> **Задание 1**: Как передать содержание отрывка ровно в двух предложениях?
> **Задание 2**: Сможете ли вы воспроизвести из отрывка дословно часть, начиная с «Ей очень хотелось» и дальше вплоть до «Сознание приходило неожиданно.»?

> **Показанный отрывок**:
◆ ◆ ◆ ◆

Ее неосуществленной мечтой было черное бархатное платье и серьги с небольшими бриллиантами. Она мне завещала, чтобы на ее похоронах были непременно две лошади и цветы.
Она была религиозной и, хотя считала, что надо лютеранке придерживаться своей религии, любила русские церкви; в последние годы особенную веру имела в икону Спасителя и в Блаженную Ксению.
Ей очень хотелось быть похороненной на сухом и светлом месте. Она в грустные минуты вспоминала свою мать и братьев, детство, няню, собаку Понто. Очень любила наших зверей: шаловского Арапа, потом наших кошек Мусю, Кутю, Виолетту, Васю и Периколу наконец со всеми ее котятами.
Полюбила маленькую внучку Людочку. После болезни она стала очень кроткой, все ее сварливые нотации пропали, как их не было; она боялась Линцу{24}
, побаивалась маму, молилась о моем Юрочке{25}.Трогательно кормила голубей, говоря: «Птички, птички, принесите весть об Юрочке!»
Но она постепенно забывала прошлое и не всех узнавала даже из близких знакомых. Сознание приходило неожиданно.
Из смешного в ней было коверканье слов — «Видали вы, Михаил Алексеич, как Александру III задик почистили» и определение мужской внешности по одной части. «Еврейский зад, висящий зад». О К. Фейдте в «Инд<ийской> гробнице»{26}
: «Конечно, Olga, он гениальный артист. Но… сухой зад, совсем Аугуст Карлыч Шмидт».Она не любила немцев и во время войны чуть не дралась с братом из-за того, кто лучше, немцы или русские. Он обожал немцев.

◆ ◆ ◆ ◆

> **Показанные записи**:
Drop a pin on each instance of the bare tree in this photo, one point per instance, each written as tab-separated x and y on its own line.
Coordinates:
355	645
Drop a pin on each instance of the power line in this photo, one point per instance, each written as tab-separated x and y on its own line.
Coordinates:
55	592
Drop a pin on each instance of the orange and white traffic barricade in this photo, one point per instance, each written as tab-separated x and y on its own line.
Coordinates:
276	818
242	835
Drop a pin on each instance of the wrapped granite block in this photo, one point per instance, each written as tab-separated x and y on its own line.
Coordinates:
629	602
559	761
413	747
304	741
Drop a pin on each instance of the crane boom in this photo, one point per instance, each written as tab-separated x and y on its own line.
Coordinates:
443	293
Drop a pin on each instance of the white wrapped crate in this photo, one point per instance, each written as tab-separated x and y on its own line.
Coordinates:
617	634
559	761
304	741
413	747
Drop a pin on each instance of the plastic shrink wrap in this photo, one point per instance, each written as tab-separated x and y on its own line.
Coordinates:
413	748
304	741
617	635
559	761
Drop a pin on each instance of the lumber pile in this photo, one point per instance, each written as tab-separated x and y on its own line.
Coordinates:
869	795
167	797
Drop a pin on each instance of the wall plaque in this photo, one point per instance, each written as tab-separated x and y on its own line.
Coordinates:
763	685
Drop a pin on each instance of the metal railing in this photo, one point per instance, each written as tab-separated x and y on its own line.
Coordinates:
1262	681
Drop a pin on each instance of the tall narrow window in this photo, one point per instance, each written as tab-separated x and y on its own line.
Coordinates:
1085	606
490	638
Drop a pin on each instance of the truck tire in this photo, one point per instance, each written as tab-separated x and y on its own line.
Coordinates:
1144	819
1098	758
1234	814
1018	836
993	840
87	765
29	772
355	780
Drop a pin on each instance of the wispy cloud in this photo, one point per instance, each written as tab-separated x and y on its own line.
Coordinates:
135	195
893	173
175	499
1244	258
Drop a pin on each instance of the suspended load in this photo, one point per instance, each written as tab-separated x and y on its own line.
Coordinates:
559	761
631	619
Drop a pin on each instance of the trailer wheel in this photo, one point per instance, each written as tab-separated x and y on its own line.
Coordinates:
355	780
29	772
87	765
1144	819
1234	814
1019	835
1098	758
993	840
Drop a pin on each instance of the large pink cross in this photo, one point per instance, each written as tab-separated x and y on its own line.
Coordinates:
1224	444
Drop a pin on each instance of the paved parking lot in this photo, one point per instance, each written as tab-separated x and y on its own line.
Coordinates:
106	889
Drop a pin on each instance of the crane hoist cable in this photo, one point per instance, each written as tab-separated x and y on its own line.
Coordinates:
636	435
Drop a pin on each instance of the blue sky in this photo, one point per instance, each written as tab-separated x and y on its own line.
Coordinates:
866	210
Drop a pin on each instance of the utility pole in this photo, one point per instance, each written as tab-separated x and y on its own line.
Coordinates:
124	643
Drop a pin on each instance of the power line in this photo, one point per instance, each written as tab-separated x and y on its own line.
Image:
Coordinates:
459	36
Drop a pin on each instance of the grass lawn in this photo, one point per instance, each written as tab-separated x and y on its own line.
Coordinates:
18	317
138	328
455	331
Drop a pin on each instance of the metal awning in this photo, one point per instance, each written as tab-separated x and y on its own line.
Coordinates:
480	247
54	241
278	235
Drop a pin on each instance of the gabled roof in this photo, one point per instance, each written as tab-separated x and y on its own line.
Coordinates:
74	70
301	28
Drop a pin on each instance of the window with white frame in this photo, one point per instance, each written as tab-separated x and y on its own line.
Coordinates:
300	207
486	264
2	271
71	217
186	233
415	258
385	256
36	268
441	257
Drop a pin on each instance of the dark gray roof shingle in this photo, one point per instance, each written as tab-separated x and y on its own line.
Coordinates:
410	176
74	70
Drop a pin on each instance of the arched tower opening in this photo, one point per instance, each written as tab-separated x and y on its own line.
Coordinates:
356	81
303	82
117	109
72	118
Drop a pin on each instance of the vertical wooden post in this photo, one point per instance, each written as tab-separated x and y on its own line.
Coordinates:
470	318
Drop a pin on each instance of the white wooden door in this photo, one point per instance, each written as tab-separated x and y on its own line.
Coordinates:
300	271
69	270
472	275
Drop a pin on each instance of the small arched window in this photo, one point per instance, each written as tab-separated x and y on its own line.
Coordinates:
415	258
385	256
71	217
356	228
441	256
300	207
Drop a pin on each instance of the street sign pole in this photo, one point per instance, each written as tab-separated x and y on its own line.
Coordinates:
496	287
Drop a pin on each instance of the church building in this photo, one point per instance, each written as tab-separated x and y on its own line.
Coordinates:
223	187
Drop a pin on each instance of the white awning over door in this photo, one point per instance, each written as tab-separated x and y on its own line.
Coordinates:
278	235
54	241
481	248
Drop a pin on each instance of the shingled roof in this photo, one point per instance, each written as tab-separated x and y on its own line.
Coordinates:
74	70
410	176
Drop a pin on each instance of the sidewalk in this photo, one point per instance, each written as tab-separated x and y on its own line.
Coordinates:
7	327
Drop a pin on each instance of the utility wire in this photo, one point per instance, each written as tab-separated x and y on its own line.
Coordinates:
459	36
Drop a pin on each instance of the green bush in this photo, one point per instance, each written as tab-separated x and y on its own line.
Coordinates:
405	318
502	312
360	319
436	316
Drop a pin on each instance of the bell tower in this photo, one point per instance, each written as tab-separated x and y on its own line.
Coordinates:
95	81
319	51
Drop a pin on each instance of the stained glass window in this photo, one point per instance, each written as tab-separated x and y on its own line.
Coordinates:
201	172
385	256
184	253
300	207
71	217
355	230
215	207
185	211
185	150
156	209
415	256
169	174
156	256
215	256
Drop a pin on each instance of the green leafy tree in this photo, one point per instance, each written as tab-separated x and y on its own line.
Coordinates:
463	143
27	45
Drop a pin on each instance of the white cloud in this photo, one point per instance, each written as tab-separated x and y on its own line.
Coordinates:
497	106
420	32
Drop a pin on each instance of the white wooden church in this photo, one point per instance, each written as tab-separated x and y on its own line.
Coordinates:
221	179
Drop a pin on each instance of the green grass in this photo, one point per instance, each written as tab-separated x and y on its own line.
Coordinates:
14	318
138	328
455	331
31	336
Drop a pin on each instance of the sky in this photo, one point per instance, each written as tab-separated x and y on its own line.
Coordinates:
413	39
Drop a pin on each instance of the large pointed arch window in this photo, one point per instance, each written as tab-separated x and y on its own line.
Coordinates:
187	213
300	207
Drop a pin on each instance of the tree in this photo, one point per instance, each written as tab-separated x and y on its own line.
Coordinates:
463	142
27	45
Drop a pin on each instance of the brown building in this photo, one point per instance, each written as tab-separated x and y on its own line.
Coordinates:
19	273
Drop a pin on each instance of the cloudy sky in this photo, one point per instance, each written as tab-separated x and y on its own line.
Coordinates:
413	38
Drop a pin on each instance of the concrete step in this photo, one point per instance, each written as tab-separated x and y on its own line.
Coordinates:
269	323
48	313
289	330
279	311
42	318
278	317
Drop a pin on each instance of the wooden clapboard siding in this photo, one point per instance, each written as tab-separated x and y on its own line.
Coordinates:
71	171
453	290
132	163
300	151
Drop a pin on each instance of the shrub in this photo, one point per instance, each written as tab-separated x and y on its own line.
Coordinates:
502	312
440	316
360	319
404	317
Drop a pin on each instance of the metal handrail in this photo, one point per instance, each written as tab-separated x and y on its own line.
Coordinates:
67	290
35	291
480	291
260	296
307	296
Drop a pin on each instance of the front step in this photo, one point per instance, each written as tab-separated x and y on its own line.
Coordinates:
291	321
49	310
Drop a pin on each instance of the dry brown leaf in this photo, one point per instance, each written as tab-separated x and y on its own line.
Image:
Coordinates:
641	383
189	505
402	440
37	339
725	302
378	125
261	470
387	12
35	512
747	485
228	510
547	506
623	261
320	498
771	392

◆ ◆ ◆ ◆

> **Ответ к заданию 1**: Женщина-лютеранка любила русские церкви, мечтала о черном бархатном платье и серьгах с небольшими бриллиантами и завещала, чтобы на ее похоронах были две лошади и цветы. После болезни она стала очень кроткой и постепенно забывала прошлое, любила зверей и внучку Людочку, кормила голубей, прося их принести весть об Юрочке, и не любила немцев.

> **Ответ к заданию 2**:
Ей очень хотелось быть похороненной на сухом и светлом месте. Она в грустные минуты вспоминала свою мать и братьев, детство, няню, собаку Понто. Очень любила наших зверей: шаловского Арапа, потом наших кошек Мусю, Кутю, Виолетту, Васю и Периколу наконец со всеми ее котятами.
Полюбила маленькую внучку Людочку. После болезни она стала очень кроткой, все ее сварливые нотации пропали, как их не было; она боялась Линцу{24}
, побаивалась маму, молилась о моем Юрочке{25}.Трогательно кормила голубей, говоря: «Птички, птички, принесите весть об Юрочке!»
Но она постепенно забывала прошлое и не всех узнавала даже из близких знакомых. Сознание приходило неожиданно.